Saved entries:
- - -

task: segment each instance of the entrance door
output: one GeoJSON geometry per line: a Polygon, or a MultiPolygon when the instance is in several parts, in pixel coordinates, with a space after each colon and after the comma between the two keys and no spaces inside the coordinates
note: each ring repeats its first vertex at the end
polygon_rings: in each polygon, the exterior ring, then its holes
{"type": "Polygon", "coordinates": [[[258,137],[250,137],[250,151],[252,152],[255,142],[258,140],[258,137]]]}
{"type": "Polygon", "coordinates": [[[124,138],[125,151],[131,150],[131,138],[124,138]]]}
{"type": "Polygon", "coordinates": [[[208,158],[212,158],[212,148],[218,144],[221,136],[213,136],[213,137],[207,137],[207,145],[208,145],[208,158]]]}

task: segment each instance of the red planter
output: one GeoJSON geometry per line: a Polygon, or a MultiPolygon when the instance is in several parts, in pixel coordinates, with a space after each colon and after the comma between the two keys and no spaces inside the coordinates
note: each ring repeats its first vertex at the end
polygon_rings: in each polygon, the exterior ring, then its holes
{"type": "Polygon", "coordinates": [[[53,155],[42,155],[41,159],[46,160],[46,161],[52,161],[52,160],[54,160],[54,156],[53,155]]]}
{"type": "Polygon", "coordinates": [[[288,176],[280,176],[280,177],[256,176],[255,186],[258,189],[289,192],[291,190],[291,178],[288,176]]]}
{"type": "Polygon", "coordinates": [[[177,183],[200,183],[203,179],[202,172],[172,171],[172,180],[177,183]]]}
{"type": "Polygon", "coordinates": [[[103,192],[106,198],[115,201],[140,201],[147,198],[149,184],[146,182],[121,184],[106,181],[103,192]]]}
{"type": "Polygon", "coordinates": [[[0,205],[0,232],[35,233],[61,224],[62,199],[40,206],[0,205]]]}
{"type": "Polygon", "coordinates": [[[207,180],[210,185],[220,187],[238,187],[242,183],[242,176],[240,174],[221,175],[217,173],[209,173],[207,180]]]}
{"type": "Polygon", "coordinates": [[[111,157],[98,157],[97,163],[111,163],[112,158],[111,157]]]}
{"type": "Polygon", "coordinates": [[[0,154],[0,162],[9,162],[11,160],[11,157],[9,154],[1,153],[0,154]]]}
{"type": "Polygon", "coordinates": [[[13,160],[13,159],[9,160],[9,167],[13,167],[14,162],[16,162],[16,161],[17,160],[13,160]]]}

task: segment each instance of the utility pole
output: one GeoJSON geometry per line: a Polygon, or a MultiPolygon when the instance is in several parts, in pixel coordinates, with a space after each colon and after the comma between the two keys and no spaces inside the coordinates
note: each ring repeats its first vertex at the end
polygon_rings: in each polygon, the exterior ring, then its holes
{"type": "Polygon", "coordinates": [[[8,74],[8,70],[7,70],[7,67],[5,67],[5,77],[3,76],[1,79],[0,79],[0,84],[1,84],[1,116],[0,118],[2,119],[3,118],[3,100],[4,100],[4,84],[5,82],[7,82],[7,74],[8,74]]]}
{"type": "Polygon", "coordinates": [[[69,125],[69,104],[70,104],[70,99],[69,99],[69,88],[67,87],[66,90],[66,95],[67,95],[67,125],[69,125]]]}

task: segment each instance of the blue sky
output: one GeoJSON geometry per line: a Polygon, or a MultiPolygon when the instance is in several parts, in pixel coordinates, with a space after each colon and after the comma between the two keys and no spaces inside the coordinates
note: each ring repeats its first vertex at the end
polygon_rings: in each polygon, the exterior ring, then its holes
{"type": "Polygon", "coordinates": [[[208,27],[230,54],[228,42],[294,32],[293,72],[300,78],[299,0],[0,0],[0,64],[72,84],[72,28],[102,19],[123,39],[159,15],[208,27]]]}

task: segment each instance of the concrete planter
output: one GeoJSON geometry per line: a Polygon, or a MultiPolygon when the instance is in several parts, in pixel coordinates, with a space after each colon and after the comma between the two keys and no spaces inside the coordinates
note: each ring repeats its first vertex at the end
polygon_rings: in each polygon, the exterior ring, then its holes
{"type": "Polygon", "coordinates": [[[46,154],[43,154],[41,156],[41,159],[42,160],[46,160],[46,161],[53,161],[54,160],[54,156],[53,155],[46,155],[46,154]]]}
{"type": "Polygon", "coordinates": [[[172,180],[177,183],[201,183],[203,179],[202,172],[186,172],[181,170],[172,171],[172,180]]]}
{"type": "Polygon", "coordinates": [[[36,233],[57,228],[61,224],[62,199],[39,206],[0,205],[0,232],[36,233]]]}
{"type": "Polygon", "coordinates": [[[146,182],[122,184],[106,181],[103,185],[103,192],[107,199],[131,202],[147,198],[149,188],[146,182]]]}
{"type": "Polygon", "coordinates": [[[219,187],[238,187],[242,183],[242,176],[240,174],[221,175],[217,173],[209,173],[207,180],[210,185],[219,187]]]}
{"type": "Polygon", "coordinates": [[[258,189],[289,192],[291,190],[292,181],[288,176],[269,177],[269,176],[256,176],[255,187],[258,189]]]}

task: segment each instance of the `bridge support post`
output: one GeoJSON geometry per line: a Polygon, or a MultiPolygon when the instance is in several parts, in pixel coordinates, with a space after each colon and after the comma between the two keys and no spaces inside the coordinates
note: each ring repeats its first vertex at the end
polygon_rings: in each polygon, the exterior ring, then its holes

- - -

Aim of the exercise: Repeat the entries exactly, all of them.

Task answer:
task: segment each instance of the entrance door
output: one GeoJSON geometry per line: a Polygon, or a MultiPolygon when the instance is in several parts, in pixel coordinates, with a space after each colon and after the comma between the two keys and no spaces inside the coordinates
note: each ring repeats its first vertex at the end
polygon_rings: in each polygon, the exterior ring, then its holes
{"type": "Polygon", "coordinates": [[[258,137],[250,137],[250,151],[252,152],[255,142],[258,140],[258,137]]]}
{"type": "Polygon", "coordinates": [[[124,138],[125,151],[131,150],[131,138],[124,138]]]}
{"type": "Polygon", "coordinates": [[[208,158],[212,158],[212,148],[218,144],[221,136],[213,136],[213,137],[207,137],[207,145],[208,145],[208,158]]]}

task: segment each instance of the red planter
output: one GeoJSON geometry per line: a Polygon, or a MultiPolygon when the instance is in several parts, in pixel coordinates, with a space after each colon and after the comma between the two keys and no spaces inside the coordinates
note: each ring repeats its first vertex at the end
polygon_rings: in each polygon, the exterior ring, then its holes
{"type": "Polygon", "coordinates": [[[53,155],[42,155],[41,159],[46,160],[46,161],[52,161],[52,160],[54,160],[54,156],[53,155]]]}
{"type": "Polygon", "coordinates": [[[288,176],[280,176],[280,177],[256,176],[255,186],[258,189],[289,192],[291,190],[291,178],[288,176]]]}
{"type": "Polygon", "coordinates": [[[177,183],[200,183],[203,179],[202,172],[172,171],[172,180],[177,183]]]}
{"type": "Polygon", "coordinates": [[[103,192],[106,198],[115,201],[140,201],[147,198],[149,184],[146,182],[121,184],[106,181],[103,192]]]}
{"type": "Polygon", "coordinates": [[[0,205],[0,232],[35,233],[61,224],[62,199],[40,206],[0,205]]]}
{"type": "Polygon", "coordinates": [[[207,180],[210,185],[220,187],[238,187],[242,183],[242,176],[240,174],[221,175],[217,173],[209,173],[207,180]]]}
{"type": "Polygon", "coordinates": [[[111,157],[98,157],[97,163],[111,163],[112,158],[111,157]]]}
{"type": "Polygon", "coordinates": [[[0,154],[0,162],[9,162],[11,160],[11,157],[9,154],[1,153],[0,154]]]}
{"type": "Polygon", "coordinates": [[[13,160],[13,159],[9,160],[9,167],[13,167],[14,162],[16,162],[16,161],[17,160],[13,160]]]}

task: segment each instance of the utility pole
output: one GeoJSON geometry per line: a Polygon, or a MultiPolygon when the instance is in several parts, in pixel coordinates, with a space after each colon and after the comma between the two keys and no spaces inside the coordinates
note: each ring repeats its first vertex at the end
polygon_rings: in each polygon, the exterior ring, then its holes
{"type": "Polygon", "coordinates": [[[8,74],[8,70],[7,70],[7,67],[5,67],[5,77],[3,76],[1,79],[0,79],[0,84],[1,84],[1,116],[0,118],[2,119],[3,118],[3,100],[4,100],[4,84],[5,82],[7,82],[7,74],[8,74]]]}
{"type": "Polygon", "coordinates": [[[69,125],[69,104],[70,104],[70,99],[69,99],[69,88],[67,87],[66,90],[66,95],[67,95],[67,125],[69,125]]]}

task: segment each instance of the blue sky
output: one GeoJSON geometry per line: a Polygon, or a MultiPolygon when the instance is in several parts, in pixel coordinates, with a space after each colon and after the comma between the two keys and no spaces inside the coordinates
note: each ring repeats its first vertex at the end
polygon_rings: in each polygon, the exterior ring, then its holes
{"type": "Polygon", "coordinates": [[[208,27],[230,54],[228,42],[294,32],[293,72],[300,78],[299,0],[0,0],[0,64],[72,84],[72,28],[102,19],[123,39],[159,15],[208,27]]]}

task: segment each instance of the concrete planter
output: one GeoJSON geometry per line: a Polygon, or a MultiPolygon when the instance is in several parts, in pixel coordinates, with a space after each colon and after the comma between the two keys and no spaces inside the coordinates
note: each ring repeats its first vertex at the end
polygon_rings: in each polygon, the exterior ring, then its holes
{"type": "Polygon", "coordinates": [[[46,154],[43,154],[41,156],[41,159],[42,160],[46,160],[46,161],[53,161],[54,160],[54,156],[53,155],[46,155],[46,154]]]}
{"type": "Polygon", "coordinates": [[[172,180],[177,183],[201,183],[203,179],[202,172],[186,172],[181,170],[172,171],[172,180]]]}
{"type": "Polygon", "coordinates": [[[36,233],[57,228],[61,224],[62,199],[39,206],[0,205],[0,232],[36,233]]]}
{"type": "Polygon", "coordinates": [[[146,182],[122,184],[106,181],[103,185],[103,192],[107,199],[131,202],[147,198],[149,188],[146,182]]]}
{"type": "Polygon", "coordinates": [[[219,187],[238,187],[242,183],[242,176],[240,174],[221,175],[217,173],[209,173],[207,180],[210,185],[219,187]]]}
{"type": "Polygon", "coordinates": [[[258,189],[289,192],[291,190],[292,181],[288,176],[269,177],[269,176],[256,176],[255,187],[258,189]]]}

task: segment each instance of the `bridge support post`
output: one GeoJSON geometry per line: a Polygon, or a MultiPolygon when the instance is in several parts, in pixel coordinates, with a space after each colon and after the comma between the two keys and no spaces inside the coordinates
note: each ring repeats its first vertex at the end
polygon_rings: in each polygon, the exterior ring, then its holes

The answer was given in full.